Les Français étaient-ils plus réservés ou plus sages que la bande cosmopolite qui nous avait envahis et semblait s’être emparée de notre ville saignante et mutilée ? Pas beaucoup plus ; chacun avait son petit projet en tête et le voulait faire prévaloir. Jamais je n’ai entendu autant de calembredaines ; les journaux y aidaient et présentaient, chaque matin, une infaillible solution. Déjà, à cette époque, on sentait que l’opinion publique se cherchait et ne se trouvait pas ; elle ne se divisait pas, elle se pulvérisait. Le pays ne savait, comme l’on dit, à quel saint se vouer ; il avait passé par toutes les formes de la république, de l’empire militaire et conquérant, de la royauté légitime, de la monarchie parlementaire, de l’empire despotique, de l’empire libéral. Il ressemblait à un voyageur égaré, la nuit, dans une forêt ; tous les chemins qu’il a pris l’ont ramené au point de départ.

================================

■ LISTE DES TÂCHES
A. Recopiez sans rien changer le passage de l'extrait sur l'opinion publique française, depuis « Les Français étaient-ils » jusqu'à « point de départ. » inclus.
B. Par quelles formes de gouvernement le pays est-il passé selon l'extrait sur l'opinion publique française ? Donnez-les toutes.

■ SECTION DES DONNÉES
================================

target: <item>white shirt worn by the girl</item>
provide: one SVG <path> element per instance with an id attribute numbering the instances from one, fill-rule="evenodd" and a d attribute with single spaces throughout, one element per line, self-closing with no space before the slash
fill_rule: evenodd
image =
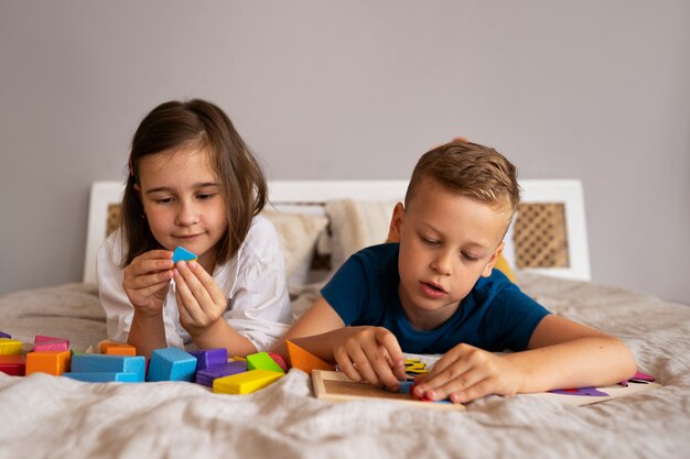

================================

■ RÉPONSES PAR NUMÉRO
A.
Les Français étaient-ils plus réservés ou plus sages que la bande cosmopolite qui nous avait envahis et semblait s’être emparée de notre ville saignante et mutilée ? Pas beaucoup plus ; chacun avait son petit projet en tête et le voulait faire prévaloir. Jamais je n’ai entendu autant de calembredaines ; les journaux y aidaient et présentaient, chaque matin, une infaillible solution. Déjà, à cette époque, on sentait que l’opinion publique se cherchait et ne se trouvait pas ; elle ne se divisait pas, elle se pulvérisait. Le pays ne savait, comme l’on dit, à quel saint se vouer ; il avait passé par toutes les formes de la république, de l’empire militaire et conquérant, de la royauté légitime, de la monarchie parlementaire, de l’empire despotique, de l’empire libéral. Il ressemblait à un voyageur égaré, la nuit, dans une forêt ; tous les chemins qu’il a pris l’ont ramené au point de départ.

B.
- la république
- l'empire militaire et conquérant
- la royauté légitime
- la monarchie parlementaire
- l'empire despotique
- l'empire libéral